*** Reading passage

Just based on the food alone, Christmas in Belgium sounds like a refined affair. Aperitifs, croquettes and vegetables with prosciutto grace their menu, with some lovely chocolates to finish.
This menu is very high in fiber due to all the vegetables, especially the Brussels sprouts, which contain cancer fighting nutrients. It’s a pretty balanced menu, though maybe steer clear of the dessert!
Moving a little more east in Europe, Croatians enjoy quite the spread. Lamb, pork, stuffed peppers and sweets are all enjoyed. Did you know that Croatians will sprinkle straw under the tablecloth? This helps keep the story of the birth of Jesus in mind.
Croatians fill up on good protein, salad and vegetables, which is what you want in a meal! However, the caloric count comes in at around 2,000 calories and it contains a fair amount of fried desserts and alcohol.
Finland’s main Christmas meal consists of things like rutabaga casserole, carrot casserole and potato casserole, along with turkey, ham, and of course, sweet. There’s nothing quite like a casserole to keep you warm and in Finland in the dead of winter, we’re sure that would be highly appreciated.
A Finnish Christmas meal is under 2,000 calories and contains oily fish (which is good for your heart) and a lot of vegetables. However, the cheese and desserts in the meal are some things to eat in moderation.
Lithuania’s Christmas meal is a little more subdued than others, with families enjoying herring, dumplings, cranberry pudding and fruit juice together. Alcohol isn’t served, as Christmas in Lithuania is a highly religious time.
The menu has lots of vegetables and fish, which is great and it’s also lower in added sugars, so this could be an option for you if you’re looking for something different and healthy.
Borscht, white rye soup, pierogies and picked herring are all on the table in Poland on Christmas. Being the heavily Catholic country that it is, Christmas in Poland has a lot of tradition behind it and a lot of good eats.
Herring and vegetables make the Polish Christmas dinner light on fats and calories, and it also isn’t high in added sugars either. Check out some Eastern European home cooking with a Polish menu this Christmas!

******
*** Data extract

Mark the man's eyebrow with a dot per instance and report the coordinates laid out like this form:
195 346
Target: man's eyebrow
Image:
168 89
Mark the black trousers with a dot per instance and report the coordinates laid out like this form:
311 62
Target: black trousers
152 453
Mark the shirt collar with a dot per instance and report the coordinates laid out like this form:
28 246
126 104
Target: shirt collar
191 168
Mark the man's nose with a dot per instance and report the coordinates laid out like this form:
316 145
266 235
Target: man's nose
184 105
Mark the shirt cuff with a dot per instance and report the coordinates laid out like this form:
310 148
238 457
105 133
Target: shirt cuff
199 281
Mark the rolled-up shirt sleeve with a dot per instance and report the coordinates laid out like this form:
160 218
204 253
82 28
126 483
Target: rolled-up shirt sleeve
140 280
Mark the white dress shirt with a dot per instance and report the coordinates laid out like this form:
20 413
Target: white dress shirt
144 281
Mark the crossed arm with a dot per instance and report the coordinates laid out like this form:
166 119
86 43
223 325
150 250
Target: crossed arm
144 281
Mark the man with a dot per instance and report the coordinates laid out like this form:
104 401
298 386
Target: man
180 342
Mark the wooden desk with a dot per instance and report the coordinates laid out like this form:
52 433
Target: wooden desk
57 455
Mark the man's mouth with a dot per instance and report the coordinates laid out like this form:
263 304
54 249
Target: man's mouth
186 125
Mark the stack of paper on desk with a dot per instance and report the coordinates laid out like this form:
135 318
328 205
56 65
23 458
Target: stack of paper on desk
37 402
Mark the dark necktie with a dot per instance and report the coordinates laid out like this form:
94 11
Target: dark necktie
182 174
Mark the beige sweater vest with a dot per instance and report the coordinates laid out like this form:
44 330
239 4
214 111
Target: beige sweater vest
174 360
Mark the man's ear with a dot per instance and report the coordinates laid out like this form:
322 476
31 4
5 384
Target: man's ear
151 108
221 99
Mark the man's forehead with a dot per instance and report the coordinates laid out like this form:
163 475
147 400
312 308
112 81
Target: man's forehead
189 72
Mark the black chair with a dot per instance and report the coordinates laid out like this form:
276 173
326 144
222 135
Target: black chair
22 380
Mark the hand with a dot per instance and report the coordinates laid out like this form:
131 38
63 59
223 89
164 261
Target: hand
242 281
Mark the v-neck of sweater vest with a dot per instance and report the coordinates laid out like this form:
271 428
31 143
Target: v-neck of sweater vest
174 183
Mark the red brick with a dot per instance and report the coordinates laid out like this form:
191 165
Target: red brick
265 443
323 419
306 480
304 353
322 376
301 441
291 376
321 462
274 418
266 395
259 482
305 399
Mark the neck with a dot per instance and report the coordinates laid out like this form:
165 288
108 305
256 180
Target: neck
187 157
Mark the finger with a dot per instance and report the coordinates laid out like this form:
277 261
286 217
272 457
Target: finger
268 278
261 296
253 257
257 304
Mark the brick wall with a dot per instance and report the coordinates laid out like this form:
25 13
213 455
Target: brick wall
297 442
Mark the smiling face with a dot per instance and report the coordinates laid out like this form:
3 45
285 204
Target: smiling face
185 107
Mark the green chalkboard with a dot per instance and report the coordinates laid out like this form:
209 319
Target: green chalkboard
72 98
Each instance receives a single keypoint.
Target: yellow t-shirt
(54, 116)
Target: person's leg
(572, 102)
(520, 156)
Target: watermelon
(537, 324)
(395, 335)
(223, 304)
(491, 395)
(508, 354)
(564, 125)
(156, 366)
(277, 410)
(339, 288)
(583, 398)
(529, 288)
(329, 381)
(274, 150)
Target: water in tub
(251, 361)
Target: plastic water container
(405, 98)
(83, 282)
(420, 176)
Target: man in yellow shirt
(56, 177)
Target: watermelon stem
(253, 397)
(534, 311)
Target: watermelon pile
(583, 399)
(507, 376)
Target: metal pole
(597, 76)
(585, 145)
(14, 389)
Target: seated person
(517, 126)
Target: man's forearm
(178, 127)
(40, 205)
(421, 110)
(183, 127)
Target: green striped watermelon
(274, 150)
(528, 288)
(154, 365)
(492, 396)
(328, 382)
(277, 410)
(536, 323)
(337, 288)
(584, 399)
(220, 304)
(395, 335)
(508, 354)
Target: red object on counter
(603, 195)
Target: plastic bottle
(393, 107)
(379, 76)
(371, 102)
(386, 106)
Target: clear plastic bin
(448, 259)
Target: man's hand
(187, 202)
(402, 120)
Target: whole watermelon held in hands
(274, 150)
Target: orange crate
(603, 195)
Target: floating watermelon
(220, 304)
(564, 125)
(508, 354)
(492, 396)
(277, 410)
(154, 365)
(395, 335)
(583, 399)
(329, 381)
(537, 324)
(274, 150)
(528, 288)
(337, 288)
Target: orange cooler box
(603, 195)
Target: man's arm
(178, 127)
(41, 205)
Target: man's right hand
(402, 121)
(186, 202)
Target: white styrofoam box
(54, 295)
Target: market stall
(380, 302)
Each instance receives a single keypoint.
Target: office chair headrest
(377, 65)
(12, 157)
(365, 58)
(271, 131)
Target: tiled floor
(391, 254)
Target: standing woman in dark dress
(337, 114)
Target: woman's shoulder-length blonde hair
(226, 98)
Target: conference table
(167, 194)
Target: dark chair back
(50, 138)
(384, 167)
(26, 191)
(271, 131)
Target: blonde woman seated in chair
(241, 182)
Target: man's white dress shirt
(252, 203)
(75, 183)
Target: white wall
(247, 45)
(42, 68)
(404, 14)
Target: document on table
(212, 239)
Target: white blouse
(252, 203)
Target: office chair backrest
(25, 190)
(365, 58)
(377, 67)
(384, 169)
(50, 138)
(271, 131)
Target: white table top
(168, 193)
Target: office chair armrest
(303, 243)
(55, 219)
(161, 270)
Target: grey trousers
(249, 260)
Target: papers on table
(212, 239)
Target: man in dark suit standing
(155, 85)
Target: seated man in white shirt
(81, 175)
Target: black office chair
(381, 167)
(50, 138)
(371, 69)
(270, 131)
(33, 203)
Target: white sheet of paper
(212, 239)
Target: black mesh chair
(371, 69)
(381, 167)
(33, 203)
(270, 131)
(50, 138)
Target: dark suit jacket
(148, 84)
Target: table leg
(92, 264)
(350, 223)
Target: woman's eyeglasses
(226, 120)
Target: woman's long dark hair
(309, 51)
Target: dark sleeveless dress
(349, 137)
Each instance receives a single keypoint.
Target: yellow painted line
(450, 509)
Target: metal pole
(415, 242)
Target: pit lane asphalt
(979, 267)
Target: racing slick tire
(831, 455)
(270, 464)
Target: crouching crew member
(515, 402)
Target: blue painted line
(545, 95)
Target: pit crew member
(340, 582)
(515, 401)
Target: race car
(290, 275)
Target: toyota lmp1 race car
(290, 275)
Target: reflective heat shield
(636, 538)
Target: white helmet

******

# Tasks to complete
**1.** Translate this sentence from the text on Christmas meals into Spanish: "Alcohol isn’t served, as Christmas in Lithuania is a highly religious time."
**2.** In the text on Christmas meals, what do Croatians sprinkle under the tablecloth?
The entries are separate material, unrelated to the text on Christmas meals.

# Task-by-task outputs
**1.** No se sirve alcohol, ya que la Navidad en Lituania es una época muy religiosa.

**2.** Straw.